INSTRUCTION>
Beginning at the line containing "of the stadium" and continuing to the end of the records below, give each line again exactly as it stands, and only those lines.

··· DATA SUPPLIED ···

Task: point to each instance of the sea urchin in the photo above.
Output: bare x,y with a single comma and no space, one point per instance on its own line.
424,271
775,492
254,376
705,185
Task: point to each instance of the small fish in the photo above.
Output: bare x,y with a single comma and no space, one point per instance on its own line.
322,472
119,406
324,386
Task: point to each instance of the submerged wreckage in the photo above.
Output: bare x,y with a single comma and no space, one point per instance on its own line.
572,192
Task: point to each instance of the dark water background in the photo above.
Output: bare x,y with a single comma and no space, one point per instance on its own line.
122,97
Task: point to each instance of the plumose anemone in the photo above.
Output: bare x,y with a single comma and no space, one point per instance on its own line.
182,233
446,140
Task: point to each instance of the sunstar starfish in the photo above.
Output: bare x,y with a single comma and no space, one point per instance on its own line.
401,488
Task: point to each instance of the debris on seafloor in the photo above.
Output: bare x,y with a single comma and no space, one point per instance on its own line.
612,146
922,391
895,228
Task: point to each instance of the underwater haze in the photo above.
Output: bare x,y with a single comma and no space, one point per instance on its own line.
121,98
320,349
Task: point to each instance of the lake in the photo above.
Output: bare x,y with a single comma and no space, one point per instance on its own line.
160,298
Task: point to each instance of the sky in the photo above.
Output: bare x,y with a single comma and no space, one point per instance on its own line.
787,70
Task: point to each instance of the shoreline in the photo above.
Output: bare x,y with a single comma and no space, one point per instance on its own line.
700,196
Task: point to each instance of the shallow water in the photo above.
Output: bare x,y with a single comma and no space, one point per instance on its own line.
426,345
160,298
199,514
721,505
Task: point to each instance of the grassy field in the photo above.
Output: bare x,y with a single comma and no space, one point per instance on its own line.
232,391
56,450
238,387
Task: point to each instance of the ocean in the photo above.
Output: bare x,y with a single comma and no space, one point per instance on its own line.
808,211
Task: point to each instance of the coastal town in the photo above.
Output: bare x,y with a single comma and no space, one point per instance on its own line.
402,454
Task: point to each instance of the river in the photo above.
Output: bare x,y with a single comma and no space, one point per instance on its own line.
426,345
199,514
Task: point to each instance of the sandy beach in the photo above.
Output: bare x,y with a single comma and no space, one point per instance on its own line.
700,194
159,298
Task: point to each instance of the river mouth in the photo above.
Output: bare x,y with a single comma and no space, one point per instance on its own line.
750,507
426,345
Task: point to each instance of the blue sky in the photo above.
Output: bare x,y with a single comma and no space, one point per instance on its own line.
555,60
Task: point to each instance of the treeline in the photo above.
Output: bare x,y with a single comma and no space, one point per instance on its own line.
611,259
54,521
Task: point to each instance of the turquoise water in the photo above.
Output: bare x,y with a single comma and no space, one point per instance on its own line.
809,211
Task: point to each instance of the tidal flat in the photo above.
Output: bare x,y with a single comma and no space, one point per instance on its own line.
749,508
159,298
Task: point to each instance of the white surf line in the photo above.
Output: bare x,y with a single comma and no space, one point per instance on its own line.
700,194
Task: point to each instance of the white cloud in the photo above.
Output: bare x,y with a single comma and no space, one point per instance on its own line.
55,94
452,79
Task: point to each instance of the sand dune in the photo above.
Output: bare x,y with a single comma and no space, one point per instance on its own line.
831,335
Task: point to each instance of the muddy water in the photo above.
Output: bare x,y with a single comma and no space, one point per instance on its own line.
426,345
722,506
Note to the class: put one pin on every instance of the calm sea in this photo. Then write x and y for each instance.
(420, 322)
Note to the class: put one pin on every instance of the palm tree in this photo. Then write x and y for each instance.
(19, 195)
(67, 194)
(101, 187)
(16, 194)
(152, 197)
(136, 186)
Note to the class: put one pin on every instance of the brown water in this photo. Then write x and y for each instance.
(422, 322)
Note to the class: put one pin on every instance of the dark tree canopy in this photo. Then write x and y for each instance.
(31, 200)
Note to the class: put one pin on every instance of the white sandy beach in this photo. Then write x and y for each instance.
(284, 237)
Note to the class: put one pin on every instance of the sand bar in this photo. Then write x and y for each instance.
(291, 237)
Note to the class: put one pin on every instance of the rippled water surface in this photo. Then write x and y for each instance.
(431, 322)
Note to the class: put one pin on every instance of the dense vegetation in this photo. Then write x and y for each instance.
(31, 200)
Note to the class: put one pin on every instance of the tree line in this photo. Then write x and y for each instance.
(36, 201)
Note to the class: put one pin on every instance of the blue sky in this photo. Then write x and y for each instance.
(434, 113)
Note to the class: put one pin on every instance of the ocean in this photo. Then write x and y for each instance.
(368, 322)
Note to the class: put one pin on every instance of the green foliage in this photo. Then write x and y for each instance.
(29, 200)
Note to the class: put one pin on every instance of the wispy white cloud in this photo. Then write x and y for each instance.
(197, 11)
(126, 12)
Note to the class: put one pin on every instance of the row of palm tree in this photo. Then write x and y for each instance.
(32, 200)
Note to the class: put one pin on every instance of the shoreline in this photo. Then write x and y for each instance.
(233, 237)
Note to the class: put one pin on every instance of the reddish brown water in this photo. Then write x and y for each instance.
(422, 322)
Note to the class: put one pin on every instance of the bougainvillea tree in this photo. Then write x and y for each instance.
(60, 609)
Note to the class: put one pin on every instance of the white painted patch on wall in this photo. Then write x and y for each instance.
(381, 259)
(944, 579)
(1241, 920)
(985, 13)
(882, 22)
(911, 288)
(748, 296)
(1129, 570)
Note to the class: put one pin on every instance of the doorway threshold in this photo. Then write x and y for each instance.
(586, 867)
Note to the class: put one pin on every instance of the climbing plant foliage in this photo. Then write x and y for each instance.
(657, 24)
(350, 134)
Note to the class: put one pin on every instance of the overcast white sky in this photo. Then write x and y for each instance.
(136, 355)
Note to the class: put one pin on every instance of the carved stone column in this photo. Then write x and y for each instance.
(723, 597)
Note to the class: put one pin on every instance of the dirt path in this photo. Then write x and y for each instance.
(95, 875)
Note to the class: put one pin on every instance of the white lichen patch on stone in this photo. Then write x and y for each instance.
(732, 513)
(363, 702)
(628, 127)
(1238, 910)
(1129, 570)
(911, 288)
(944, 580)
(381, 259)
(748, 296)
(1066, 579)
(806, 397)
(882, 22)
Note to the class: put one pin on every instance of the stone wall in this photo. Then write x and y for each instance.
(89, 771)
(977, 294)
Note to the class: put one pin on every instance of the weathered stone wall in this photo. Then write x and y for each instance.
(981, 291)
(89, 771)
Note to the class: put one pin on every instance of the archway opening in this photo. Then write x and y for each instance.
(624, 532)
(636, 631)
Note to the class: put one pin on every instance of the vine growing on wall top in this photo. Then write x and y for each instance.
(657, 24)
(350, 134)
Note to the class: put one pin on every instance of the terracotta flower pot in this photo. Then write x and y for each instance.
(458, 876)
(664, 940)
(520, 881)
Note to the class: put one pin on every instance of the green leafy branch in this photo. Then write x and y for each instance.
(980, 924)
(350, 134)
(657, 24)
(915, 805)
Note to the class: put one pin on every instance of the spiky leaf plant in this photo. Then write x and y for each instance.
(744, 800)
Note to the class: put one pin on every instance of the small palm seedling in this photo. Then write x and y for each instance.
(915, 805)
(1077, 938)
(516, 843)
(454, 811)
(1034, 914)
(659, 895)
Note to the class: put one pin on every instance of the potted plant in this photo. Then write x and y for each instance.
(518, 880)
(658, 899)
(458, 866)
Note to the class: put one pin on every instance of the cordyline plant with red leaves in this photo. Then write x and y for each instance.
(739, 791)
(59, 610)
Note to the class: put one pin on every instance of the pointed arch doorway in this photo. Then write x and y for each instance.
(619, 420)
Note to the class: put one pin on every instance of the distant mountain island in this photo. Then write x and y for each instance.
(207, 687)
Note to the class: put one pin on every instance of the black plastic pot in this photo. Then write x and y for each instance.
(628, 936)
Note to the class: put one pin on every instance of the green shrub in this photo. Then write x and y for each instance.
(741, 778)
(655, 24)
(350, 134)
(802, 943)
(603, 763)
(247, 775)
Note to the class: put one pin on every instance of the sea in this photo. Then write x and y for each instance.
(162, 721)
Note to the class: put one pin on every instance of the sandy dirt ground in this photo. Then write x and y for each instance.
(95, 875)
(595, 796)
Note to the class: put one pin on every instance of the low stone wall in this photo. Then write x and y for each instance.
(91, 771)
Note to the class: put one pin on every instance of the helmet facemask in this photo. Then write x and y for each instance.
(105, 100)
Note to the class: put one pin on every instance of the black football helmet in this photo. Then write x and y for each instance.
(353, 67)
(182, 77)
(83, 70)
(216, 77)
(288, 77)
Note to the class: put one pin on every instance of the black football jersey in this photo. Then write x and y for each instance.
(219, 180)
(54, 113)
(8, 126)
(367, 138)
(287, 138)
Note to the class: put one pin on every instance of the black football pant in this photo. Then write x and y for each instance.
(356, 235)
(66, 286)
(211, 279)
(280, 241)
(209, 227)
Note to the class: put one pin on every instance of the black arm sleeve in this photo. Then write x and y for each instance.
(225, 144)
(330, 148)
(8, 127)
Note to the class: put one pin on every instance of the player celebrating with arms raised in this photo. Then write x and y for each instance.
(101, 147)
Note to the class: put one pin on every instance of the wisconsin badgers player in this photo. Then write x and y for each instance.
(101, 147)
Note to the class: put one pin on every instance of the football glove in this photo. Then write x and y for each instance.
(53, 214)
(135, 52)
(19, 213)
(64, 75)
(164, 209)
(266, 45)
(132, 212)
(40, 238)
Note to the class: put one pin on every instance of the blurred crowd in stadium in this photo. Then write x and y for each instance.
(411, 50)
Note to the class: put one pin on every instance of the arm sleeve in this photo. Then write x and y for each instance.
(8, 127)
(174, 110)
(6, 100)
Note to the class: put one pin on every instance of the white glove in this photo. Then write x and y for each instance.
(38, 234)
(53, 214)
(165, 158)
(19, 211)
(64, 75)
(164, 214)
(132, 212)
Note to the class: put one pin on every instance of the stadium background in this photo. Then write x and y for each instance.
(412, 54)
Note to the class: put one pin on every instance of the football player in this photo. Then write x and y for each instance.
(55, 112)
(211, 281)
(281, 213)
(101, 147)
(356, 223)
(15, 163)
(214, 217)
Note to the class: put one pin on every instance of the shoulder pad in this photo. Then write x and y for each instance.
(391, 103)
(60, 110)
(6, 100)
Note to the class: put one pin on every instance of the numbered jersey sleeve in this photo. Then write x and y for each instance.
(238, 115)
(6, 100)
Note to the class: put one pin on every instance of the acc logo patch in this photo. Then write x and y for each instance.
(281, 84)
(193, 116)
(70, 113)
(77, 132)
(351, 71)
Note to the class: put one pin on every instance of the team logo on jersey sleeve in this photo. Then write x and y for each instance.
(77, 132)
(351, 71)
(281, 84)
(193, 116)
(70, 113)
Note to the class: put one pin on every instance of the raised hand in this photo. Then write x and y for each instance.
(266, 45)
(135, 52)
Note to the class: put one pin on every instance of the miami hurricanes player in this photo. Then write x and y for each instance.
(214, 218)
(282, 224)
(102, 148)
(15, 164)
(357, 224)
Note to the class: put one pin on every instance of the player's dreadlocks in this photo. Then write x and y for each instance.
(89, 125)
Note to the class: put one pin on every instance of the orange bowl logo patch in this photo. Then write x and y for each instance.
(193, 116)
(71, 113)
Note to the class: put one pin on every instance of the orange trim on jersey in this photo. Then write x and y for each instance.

···

RESULT FOR THIS TASK>
Note to the class: put one pin on every instance of the stadium background in this photo. Then write x and y for each instance.
(412, 54)
Note to the class: put one pin on every instance of the football player in this photo. Then write x and y for each instance.
(55, 112)
(211, 281)
(281, 213)
(101, 147)
(356, 223)
(15, 163)
(214, 217)
Note to the class: put one pin on every instance of the shoulder pad in this photo. Then write x and y for each instance.
(391, 103)
(60, 110)
(6, 100)
Note to the class: put one pin on every instance of the numbered jersey sleeve in this photo. Then write x and y for each instance.
(238, 115)
(6, 100)
Note to the class: put one pin on every instance of the acc logo patch in this photo. Then write x and y for each instance.
(281, 84)
(193, 116)
(70, 113)
(77, 132)
(351, 71)
Note to the class: put one pin on every instance of the team logo on jersey sleeve in this photo. Then write x and y for each instance.
(77, 132)
(351, 71)
(281, 84)
(193, 116)
(70, 113)
Note to the class: put one pin on every instance of the raised hand in this photo. Then write x and y for each instance.
(266, 45)
(135, 52)
Note to the class: put one pin on every instance of the miami hurricanes player in this photo. Then write x and y for each instance.
(214, 218)
(282, 224)
(102, 148)
(15, 164)
(357, 224)
Note to the class: put one pin on every instance of the player's dreadlocks in this photo. Then write x and y for each instance.
(89, 125)
Note to the class: put one pin on every instance of the orange bowl logo patch in this photo. Then write x and y for each instance.
(193, 116)
(71, 113)
Note to the class: put one pin on every instance of the orange trim on jersey in this photo. Then write x and y for each instance.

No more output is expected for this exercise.